# DIRECTIONS FOR THIS TASK:
What follows is a set of entries; retype all of them exactly.

Referring expression pointing data:
——————
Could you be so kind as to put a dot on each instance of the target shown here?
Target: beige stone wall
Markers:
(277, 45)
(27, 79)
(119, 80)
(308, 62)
——————
# PROBLEM SOLUTION:
Could you be so kind as to put a dot on each instance of the target shown here?
Target: beige stone wall
Markers:
(277, 45)
(27, 79)
(119, 80)
(308, 62)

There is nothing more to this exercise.